> Your task:
Please quote the tar and chip road passage below between "Okay, maybe I" and "of the road.", inclusive.

My knee is permanently scarred from a close encounter with a
tar and chip street. I also lost my
virginity in the bicycle accident as I was riding a boy's bike and the bar
slammed my pelvis in a bone crushing way.
Okay, maybe I didn't technically lose my virginity, and I didn't even
know what a virgin was at the time, but tell it to my younger self as she
clutches herself in the grass and tries not to vomit at the side of the road.
Other than picking tarry rocks out of my knee, I kind of
liked the tar and chip road. The tar
bubbled and oozed on hot summer days. I
skipped around and popped bubbles. I
squiggled my bare feet in thick, black splotches. It's not like there were any cars getting in the way of my
fun. I'm sure Mom loved the black tracks
I made across the living room floor when I got home, but I often cleaned my
feet first with gasoline. Yeah, very
healthy. I feel kind of whoozy at the
memory of the fumes.
Can you really remember being a child? Not just a mental picture like a snapshot in
a photo album, can you feel the sun on your head? Smell the pine trees and tar?
Hear the crickets chirping and the breeze blowing? Taste Grandma's cooking? See your own small body by looking down?
Creativity seems magical.
Ideas can feel like divine inspirations we draw from outside of
ourselves. Yet, I think most of
creativity has real, tangible sources like observation and memory, skills all
of us can develop.

> Data excerpts:
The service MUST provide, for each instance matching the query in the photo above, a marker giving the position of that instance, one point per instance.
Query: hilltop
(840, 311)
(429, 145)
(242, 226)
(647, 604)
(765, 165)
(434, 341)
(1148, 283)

> Response to this exercise:
Okay, maybe I didn't technically lose my virginity, and I didn't even
know what a virgin was at the time, but tell it to my younger self as she
clutches herself in the grass and tries not to vomit at the side of the road.